## Work order
Each line below should be set down again unchanged.

== Provided information ==

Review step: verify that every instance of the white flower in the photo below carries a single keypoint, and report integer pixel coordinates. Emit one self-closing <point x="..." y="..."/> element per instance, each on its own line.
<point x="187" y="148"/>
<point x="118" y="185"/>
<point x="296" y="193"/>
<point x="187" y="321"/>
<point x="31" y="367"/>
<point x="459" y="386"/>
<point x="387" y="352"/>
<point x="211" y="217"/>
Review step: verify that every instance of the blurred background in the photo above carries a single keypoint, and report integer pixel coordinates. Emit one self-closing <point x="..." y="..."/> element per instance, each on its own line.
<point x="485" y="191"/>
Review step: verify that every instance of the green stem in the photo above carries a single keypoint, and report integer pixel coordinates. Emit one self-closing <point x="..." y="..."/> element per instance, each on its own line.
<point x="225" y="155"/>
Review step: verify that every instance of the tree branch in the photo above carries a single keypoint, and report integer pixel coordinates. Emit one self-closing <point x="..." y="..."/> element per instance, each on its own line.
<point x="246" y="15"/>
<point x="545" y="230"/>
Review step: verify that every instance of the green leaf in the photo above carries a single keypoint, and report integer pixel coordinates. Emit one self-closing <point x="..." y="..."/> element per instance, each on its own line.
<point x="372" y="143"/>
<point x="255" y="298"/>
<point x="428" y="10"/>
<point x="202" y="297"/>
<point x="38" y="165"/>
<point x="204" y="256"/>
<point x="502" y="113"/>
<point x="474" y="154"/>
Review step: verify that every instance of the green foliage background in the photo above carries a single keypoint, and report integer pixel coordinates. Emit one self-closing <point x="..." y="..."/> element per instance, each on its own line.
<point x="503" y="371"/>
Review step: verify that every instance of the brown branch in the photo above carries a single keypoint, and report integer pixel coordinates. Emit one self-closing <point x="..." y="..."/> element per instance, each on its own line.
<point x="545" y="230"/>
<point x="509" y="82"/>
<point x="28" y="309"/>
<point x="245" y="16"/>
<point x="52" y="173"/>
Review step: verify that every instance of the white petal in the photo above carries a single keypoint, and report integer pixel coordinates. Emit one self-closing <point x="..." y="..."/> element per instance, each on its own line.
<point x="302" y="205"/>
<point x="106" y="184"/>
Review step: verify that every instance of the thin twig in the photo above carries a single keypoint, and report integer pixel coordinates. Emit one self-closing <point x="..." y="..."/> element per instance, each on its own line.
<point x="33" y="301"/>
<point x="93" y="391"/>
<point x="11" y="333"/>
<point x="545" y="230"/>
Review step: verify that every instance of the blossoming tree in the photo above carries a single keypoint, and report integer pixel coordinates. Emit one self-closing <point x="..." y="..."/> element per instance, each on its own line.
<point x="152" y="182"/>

===

## Problem solution
Review step: verify that every instance of the white flower in the photo below carries a single keypoint, and report integer pixel coordinates. Emit one self-closing <point x="..." y="..."/> element per instance, each on its own line.
<point x="187" y="148"/>
<point x="118" y="185"/>
<point x="296" y="193"/>
<point x="187" y="321"/>
<point x="31" y="367"/>
<point x="459" y="386"/>
<point x="387" y="352"/>
<point x="211" y="217"/>
Review step: verify that every instance of the blurred background in the photo above carries a single keypoint, and report integer pixel coordinates. Emit one self-closing <point x="..." y="..."/> element per instance, each on its own line.
<point x="485" y="191"/>
Review step: verify that every instance of the green stem in the photo above carries a single keypoint, and report integer pixel coordinates. Emit one self-closing <point x="..." y="..."/> element per instance, each on its own line.
<point x="225" y="155"/>
Review step: verify that every instance of the tree branch in the photo above carries a single keypoint, and report integer pixel coordinates. Emit one self-closing <point x="..." y="..."/> element per instance, each on its own line.
<point x="246" y="15"/>
<point x="545" y="230"/>
Review step: verify that every instance of the green leaf in the photo above carries a single keypoint, and report integer pixel coordinates. Emit one self-closing <point x="..." y="..."/> element per instance, each on its own line.
<point x="372" y="143"/>
<point x="255" y="298"/>
<point x="428" y="10"/>
<point x="202" y="297"/>
<point x="38" y="165"/>
<point x="204" y="256"/>
<point x="502" y="113"/>
<point x="474" y="154"/>
Review step: verify that every instance of the green foliage background in the photo above carries a single keypoint, and report integer pixel coordinates. Emit one self-closing <point x="..." y="..."/> element per instance, each on its own line.
<point x="503" y="371"/>
Review step: verify that every instance of the brown branch in the photo above carries a single keypoint, and report integer pixel coordinates. Emit one self-closing <point x="..." y="..."/> element per instance, each on its own line.
<point x="545" y="230"/>
<point x="509" y="82"/>
<point x="28" y="309"/>
<point x="245" y="16"/>
<point x="52" y="173"/>
Review step: verify that every instance of the white petal in the photo above carries a single keypoint, and report integer pixel coordinates. Emit one self-closing <point x="..." y="..."/> element per instance, each on its own line.
<point x="302" y="205"/>
<point x="106" y="184"/>
Review step: verify that every instance of the thin twig in the photo above carries a single keypoint, and report integer pixel coordinates. Emit one self-closing <point x="..." y="..."/> element per instance, each on its own line.
<point x="33" y="301"/>
<point x="93" y="391"/>
<point x="11" y="333"/>
<point x="545" y="230"/>
Review step: verify that every instance of the blossoming tree in the photo above carries a single keypoint, and report integer pixel coordinates. Emit one self-closing <point x="..." y="..."/> element per instance, each on its own line.
<point x="152" y="182"/>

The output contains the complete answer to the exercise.